>> START Input material

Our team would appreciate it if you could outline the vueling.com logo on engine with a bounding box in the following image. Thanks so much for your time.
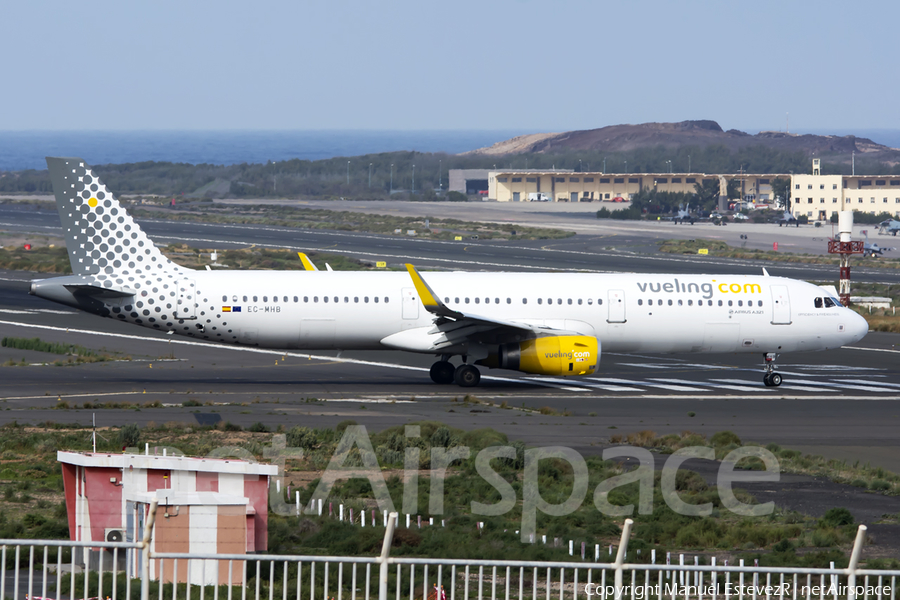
[544,351,591,362]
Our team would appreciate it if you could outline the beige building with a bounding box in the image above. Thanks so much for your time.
[791,175,900,221]
[488,171,790,202]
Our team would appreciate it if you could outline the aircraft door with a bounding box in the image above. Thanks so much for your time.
[606,290,625,323]
[771,285,791,325]
[401,288,420,320]
[176,279,197,319]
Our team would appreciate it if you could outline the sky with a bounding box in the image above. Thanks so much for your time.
[7,0,900,133]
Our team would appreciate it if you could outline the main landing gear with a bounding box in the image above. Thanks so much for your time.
[763,352,781,387]
[430,357,481,387]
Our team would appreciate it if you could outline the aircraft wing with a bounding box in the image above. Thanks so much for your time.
[406,264,582,343]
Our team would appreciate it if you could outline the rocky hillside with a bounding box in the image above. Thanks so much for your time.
[467,121,900,162]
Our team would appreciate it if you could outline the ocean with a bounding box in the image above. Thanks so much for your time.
[0,129,900,171]
[0,130,527,171]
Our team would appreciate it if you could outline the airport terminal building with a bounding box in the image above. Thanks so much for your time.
[450,159,900,220]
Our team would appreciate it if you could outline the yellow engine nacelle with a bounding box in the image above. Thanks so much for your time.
[477,335,600,376]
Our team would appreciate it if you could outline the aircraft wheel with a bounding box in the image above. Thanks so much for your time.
[429,360,456,385]
[453,365,481,387]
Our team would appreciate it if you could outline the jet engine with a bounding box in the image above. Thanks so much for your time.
[476,335,600,376]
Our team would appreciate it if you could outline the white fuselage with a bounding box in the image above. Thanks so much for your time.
[172,271,867,353]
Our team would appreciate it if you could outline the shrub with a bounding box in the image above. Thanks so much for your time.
[709,431,741,447]
[819,507,854,527]
[119,423,141,448]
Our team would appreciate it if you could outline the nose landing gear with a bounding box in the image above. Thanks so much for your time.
[429,356,481,387]
[763,352,781,387]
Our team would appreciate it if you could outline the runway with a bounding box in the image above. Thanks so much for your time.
[0,272,900,470]
[0,205,900,471]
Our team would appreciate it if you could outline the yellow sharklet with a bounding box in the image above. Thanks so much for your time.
[297,252,319,271]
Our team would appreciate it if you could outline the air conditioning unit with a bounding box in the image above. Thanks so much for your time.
[106,528,125,542]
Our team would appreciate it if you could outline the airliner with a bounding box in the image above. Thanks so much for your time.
[31,158,868,387]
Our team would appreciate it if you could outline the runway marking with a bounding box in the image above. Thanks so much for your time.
[0,320,576,392]
[841,379,900,389]
[601,377,709,392]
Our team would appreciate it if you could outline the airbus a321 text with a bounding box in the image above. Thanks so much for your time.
[31,158,868,387]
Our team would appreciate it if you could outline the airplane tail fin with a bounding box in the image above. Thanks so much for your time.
[47,157,190,276]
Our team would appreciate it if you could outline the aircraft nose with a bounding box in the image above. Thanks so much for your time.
[847,309,869,343]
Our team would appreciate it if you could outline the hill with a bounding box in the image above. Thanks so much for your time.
[466,121,900,164]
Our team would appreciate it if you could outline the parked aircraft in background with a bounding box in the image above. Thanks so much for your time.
[31,158,868,387]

>> END Input material

Lay out the data above as a numbered list with blank lines omitted. Include every line, but leave the picture out.

1. Our team would appreciate it if you could outline the vueling.com logo on engine with a bounding box in the following image. Thanks so much for your time.
2. [544,351,591,362]
3. Our team would appreciate it if you could outline the beige building with a bounding box in the image above. Thanks so much for your time.
4. [791,175,900,221]
5. [488,171,790,202]
6. Our team would appreciate it if you could outline the aircraft door with a bounding box in the image above. Thanks so much for your time.
7. [606,290,625,323]
8. [771,285,791,325]
9. [401,288,420,320]
10. [176,279,197,319]
11. Our team would appreciate it if you could outline the sky with a bounding box in the image above. Thanks so much for your time.
12. [7,0,900,133]
13. Our team would appreciate it if you could outline the main landing gear with a bounding box in the image above. Thanks so much for your time.
14. [763,352,781,387]
15. [430,357,481,387]
16. Our team would appreciate it if you could outline the aircraft wing with a bounding box in the image above. Thanks so much for your time.
17. [406,264,582,343]
18. Our team would appreciate it if you could outline the rocky hillside with a bounding box in the image above. Thanks so much for your time.
19. [467,121,900,162]
20. Our team would appreciate it if you could outline the ocean with a bounding box in the image above. Thanks so much for your time.
21. [0,129,900,171]
22. [0,130,527,171]
23. Our team would appreciate it if you could outline the airport terminal building with a bounding box in the image above. Thanks so much for your time.
24. [450,159,900,220]
25. Our team would appreciate it if you could outline the yellow engine nacelle with a bounding box in the image above. Thanks so much for your time.
26. [477,335,600,376]
27. Our team would appreciate it if you could outline the aircraft wheel with a bounding box in the image above. Thanks so much for your time.
28. [429,360,456,385]
29. [453,365,481,387]
30. Our team would appreciate it if you could outline the jet engine with a bounding box in the image above. Thanks so much for your time.
31. [476,335,600,376]
32. Our team would appreciate it if you could outline the white fuselage with a bounding box in the image above. Thanks so much for your time.
33. [172,271,867,353]
34. Our team would appreciate it if you could outline the shrub with a bounding box in the image above. Thanks so much for your time.
35. [709,431,741,447]
36. [819,507,854,527]
37. [119,423,141,448]
38. Our team would appreciate it if you could outline the nose landing gear with a bounding box in the image above. Thanks so much for your time.
39. [429,356,481,387]
40. [763,352,781,387]
41. Our team would appreciate it if you could outline the runway with a bounding box in the image above. Thanks so much for your time.
42. [0,272,900,470]
43. [0,205,900,471]
44. Our team would appreciate it if you could outline the yellow sharklet with a bounding box in the image above. Thanks so much for your time.
45. [297,252,319,271]
46. Our team would appreciate it if you could outline the air conditioning unit with a bounding box in the image above. Thanks so much for your time.
47. [106,528,125,542]
48. Our team would appreciate it if you could outline the airliner with a bounding box in the image above. Thanks so much for your time.
49. [31,158,868,387]
50. Our team would appreciate it if you could outline the runway marking with a bounding box in the image above. Thanks so much for your time.
51. [0,320,576,392]
52. [841,379,900,389]
53. [601,377,709,392]
54. Our team would appreciate it if you could outline the airbus a321 text with a bounding box in the image above. Thanks so much for your time.
55. [31,158,868,387]
56. Our team would appreciate it if you could outline the airplane tail fin with a bounding box in the image above. Thanks so much for your time.
57. [47,157,190,276]
58. Our team would appreciate it if you could outline the aircraft nose with a bounding box in the image above. Thanks so much for your time.
59. [847,309,869,343]
60. Our team would appreciate it if you could outline the hill with a bounding box in the image above. Thanks so much for your time.
61. [466,121,900,164]
62. Our team would appreciate it if you could outline the parked aircraft in background with a bounding box in the image above. Thanks so much for your time.
63. [31,158,868,387]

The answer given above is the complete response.